Which lines below contain the word "handrail"? Locate each one and copy it in full, treating uppercase and lowercase as different.

**** Exercise materials

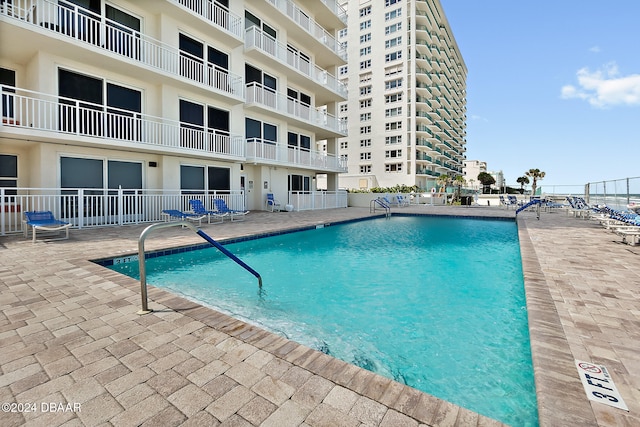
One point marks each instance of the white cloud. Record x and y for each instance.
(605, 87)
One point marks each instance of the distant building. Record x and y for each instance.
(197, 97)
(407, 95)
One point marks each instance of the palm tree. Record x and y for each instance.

********
**** Exercise materials

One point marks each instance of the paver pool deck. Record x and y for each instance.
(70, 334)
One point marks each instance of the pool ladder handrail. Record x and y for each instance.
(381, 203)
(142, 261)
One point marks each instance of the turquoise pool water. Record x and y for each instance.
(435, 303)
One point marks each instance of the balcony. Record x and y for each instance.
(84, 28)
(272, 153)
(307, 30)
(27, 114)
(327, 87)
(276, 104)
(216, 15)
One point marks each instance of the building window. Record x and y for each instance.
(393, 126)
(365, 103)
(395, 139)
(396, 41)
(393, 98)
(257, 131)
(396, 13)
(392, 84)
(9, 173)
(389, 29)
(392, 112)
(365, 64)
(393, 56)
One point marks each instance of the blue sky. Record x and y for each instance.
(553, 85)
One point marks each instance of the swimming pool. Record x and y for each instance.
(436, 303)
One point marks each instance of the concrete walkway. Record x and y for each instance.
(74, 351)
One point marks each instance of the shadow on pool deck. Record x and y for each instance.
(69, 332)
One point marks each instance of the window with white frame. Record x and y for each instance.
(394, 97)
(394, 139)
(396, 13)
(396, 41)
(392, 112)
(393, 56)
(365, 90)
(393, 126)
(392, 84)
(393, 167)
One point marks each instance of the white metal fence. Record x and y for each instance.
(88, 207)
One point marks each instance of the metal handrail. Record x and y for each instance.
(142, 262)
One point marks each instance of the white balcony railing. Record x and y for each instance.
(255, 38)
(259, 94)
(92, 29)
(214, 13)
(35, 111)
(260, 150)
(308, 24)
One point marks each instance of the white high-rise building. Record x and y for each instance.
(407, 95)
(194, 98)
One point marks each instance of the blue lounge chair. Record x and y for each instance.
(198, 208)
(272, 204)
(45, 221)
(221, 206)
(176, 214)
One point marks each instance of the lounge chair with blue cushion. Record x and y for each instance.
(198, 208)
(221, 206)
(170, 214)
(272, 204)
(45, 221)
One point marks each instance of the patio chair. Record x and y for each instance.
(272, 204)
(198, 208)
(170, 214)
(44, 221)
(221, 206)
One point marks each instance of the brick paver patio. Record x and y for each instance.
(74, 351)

********
**** Exercise materials

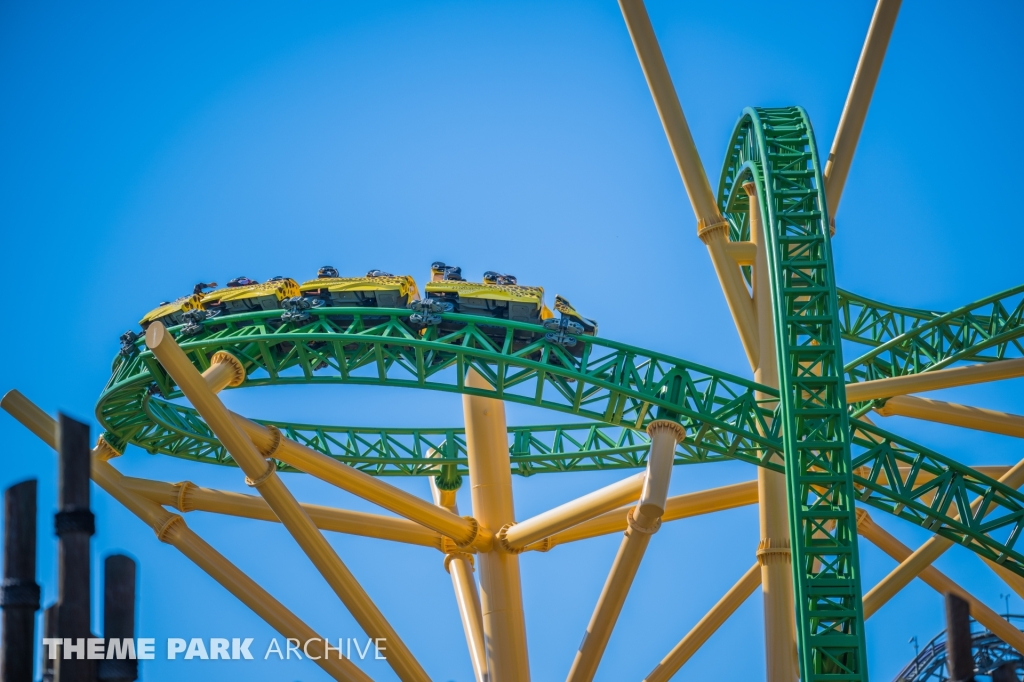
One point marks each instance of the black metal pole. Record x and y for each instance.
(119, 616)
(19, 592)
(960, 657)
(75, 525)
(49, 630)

********

*Task result:*
One point marks each instance of the pool ladder handrail. Record x and y for each instance.
One point marks each instance of the metal handrail. Record x and y for each instance.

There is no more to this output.